- _Seite_:
In den 80er Jahren belagerten RAF-Solikomitees öfters die taz, um den Abdruck von langwierigen Erklärungen durchzusetzen. Der taz-Redakteur Wolfgang Gast war damals einer der besten Kenner der RAF-Unterstützerszene.
Gast beschrieb den Zoff zwischen der Redaktion, die RAF-Texte ermüdend fand, und den Antiimperialisten: „Die Besetzungen verliefen meist ähnlich. Zuerst wurde stundenlang diskutiert. Dann schlug die Stunde der Pragmatiker. Die Schriftgröße wurde so weit verkleinert, bis der Text auf eine Seite passte und man die RAF Erklärungen nur mit der Lupe lesen konnte.“
In den 90er Jahren hörten die Hungerstreiks und die taz-Besetzungen auf. Und die Erklärungen der dritten Generation der RAF hatten einen neuen Ton: offener, dialogischer, fast selbstkritisch. 1992 schrieb die RAF, sie wolle „darüber nachdenken, was wir falsch gemacht haben“. Nach 1989 könne es „nicht mehr so weiter gehen wie bisher“. Weil Morde bei den Bürgern nicht so gut ankämen, werde man damit aufhören. Die RAF rüstete ab – von der irren Hybris, Avantgarde der Weltrevolution von eigenen Gnaden zu sein, zu Mieterinitiativen oder wildem Streik.
Die Praxis zu der neuen Theorie war der Anschlag auf das leere Gefängnis in Weiterstadt 1993, das die dritte Generation mit 200 Kilo Sprengstoff in die Luft jagte. Die Straße zum Gefängnis sperrte die Gruppe mit einem selbst gebastelte Schild: „Knastsprengung in Kürze. Sofort wegrennen!“ Weiterstadt war auch als Abschiebeknast geplant. Die RAF versuchte ein neues Unterstützermilieu zu gewinnen – antirassistische und autonome Gruppen. Doch der Versuch blieb vergeblich. RAF, das roch zu streng nach Todestrip, ML-Dogmatismus und Vergangenheit.

- _Vorliegende Daten_:

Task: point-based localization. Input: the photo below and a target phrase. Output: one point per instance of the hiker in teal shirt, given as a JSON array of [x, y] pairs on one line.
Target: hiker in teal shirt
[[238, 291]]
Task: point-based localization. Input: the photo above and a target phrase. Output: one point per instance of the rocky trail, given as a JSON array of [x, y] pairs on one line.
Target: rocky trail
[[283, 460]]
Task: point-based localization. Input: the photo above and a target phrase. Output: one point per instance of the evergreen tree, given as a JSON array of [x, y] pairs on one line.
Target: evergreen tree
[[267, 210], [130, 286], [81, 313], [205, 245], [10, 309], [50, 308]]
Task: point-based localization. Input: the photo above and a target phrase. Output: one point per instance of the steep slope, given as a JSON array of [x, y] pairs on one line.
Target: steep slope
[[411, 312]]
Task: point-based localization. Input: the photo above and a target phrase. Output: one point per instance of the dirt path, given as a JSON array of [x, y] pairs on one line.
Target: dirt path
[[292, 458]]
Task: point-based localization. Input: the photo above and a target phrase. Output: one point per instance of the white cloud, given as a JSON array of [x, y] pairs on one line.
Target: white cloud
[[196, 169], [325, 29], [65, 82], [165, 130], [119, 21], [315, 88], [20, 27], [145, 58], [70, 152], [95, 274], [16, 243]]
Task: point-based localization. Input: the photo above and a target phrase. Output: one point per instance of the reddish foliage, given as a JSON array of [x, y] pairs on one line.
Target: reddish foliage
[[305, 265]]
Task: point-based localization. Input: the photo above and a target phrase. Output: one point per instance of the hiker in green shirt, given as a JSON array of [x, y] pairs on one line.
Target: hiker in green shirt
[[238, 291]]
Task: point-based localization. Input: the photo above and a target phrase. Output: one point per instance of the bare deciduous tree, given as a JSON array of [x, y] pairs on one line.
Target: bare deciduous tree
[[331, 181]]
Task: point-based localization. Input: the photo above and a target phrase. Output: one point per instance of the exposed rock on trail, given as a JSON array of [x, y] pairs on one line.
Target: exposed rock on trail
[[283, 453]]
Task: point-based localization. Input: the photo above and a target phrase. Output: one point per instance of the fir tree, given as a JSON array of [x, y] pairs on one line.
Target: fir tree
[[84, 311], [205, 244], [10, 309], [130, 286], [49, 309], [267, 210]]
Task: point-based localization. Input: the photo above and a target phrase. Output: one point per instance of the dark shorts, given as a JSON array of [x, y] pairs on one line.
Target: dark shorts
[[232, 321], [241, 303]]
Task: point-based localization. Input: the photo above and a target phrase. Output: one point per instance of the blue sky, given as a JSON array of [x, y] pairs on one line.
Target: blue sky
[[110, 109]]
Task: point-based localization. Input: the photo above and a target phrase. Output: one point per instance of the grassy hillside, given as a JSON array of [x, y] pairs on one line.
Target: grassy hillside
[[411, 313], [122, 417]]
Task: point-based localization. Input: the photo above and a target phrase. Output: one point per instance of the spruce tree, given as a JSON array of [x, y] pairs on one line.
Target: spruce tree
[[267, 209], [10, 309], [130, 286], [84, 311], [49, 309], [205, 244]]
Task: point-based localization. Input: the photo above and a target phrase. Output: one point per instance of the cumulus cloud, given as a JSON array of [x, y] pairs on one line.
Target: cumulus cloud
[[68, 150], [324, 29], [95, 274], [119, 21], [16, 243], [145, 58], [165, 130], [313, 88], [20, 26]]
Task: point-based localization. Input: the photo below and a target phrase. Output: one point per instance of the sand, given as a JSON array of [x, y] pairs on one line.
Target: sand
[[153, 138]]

- _Aufgabe_:
Setze den Text über die RAF und ihre Unterstützer nach seinem letzten Satz fort.

- _Antwort_:
1996 schickte die RAF eine Erklärung an die taz. Die Knastsprengung, so das Selbstlob, wurde „von außergewöhnlich vielen Leuten gut gefunden, auch über die Linke hinaus.“ Aber insgesamt befinde sich das linksmilitante Milieu leider „in einem Zerfallsprozess“.
Das einzige Pfund, das die dritte Generation in der Hand zu haben meinte, war ihre klandestine Struktur. Die Staatsorgane „wissen nicht viel über uns. Sie haben noch nie wirklich durchgeblickt, wie unsere Strukturen aussehen oder wer in der RAF organisiert ist“, hieß es.
1998 löste sich die RAF endgültig auf. Die drei Verdächtigen der dritten Generation, die Nachlassverwalter der RAF, überfielen danach Banken. Nicht mehr für den antiimperialistischen Kampf, sondern für den nächsten Sommerurlaub oder Tanzkurs.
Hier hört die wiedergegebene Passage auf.